Point localization data
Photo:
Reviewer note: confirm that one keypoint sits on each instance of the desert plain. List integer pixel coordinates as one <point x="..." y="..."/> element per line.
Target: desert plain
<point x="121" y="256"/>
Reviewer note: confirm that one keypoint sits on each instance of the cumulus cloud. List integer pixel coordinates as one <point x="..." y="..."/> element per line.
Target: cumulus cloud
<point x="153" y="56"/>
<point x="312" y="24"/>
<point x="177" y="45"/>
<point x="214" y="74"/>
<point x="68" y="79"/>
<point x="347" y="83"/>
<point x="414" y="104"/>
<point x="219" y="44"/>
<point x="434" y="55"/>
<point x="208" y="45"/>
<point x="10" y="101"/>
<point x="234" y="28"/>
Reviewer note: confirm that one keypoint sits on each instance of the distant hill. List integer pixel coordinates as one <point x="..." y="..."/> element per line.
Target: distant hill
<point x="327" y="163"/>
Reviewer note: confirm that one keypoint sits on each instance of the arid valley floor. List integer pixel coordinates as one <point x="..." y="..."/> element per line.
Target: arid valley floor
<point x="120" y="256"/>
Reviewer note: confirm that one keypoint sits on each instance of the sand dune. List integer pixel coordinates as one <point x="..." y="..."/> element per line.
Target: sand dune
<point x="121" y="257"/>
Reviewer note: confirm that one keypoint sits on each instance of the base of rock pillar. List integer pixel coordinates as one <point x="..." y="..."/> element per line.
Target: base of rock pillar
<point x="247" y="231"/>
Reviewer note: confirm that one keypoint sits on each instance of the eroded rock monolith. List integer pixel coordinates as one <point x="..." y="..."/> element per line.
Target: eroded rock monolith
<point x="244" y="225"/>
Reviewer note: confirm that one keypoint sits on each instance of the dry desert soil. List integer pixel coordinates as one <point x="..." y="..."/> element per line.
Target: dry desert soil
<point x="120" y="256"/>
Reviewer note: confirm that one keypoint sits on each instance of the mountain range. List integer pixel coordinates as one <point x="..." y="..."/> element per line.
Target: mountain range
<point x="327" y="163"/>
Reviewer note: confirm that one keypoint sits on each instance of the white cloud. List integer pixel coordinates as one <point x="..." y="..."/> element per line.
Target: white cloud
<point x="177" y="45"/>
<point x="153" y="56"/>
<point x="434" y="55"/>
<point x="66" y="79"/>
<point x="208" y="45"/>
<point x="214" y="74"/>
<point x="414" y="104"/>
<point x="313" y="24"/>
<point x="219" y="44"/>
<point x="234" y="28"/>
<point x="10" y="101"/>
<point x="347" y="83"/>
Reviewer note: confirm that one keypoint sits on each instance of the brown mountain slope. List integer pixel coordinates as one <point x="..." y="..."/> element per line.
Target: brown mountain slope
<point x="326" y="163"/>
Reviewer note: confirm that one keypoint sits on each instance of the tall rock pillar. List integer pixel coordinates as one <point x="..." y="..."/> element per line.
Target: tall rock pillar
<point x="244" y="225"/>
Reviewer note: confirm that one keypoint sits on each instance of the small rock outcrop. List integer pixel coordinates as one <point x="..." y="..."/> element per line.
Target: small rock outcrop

* **Action item**
From the records above, pull out every line containing the word "small".

* **Answer to this task**
Reviewer note: confirm that one keypoint sits on each instance of the small rock outcrop. List integer pixel coordinates as one <point x="..." y="..."/> element per line.
Target: small rock outcrop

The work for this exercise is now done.